ENUNCIADO DO PROBLEMA: De acordo com o texto fornecido abaixo, o que o homem que age de modo prático na sociedade encontra diante de si?

TEXTO FORNECIDO:
========================================================================
Por isso, o homem que age de modo prático na sociedade encontra diante de si uma segunda natureza, em relação à qual, se quiser manejá-la com sucesso, deve comportar-se da mesma forma que com relação à primeira natureza, ou seja, deve procurar transformar o curso das coisas, que é independente de sua consciência, num fato posto por ele, deve, depois de ter-lhe conhecido a essência, imprimir-lhe a marca da sua vontade. ( LUKÁCS, 2013 , p. 110).
========================================================================
DADOS FORNECIDOS:
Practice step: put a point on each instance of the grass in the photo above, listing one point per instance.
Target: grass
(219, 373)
========================================================================
RESPOSTA FINAL: Uma segunda natureza.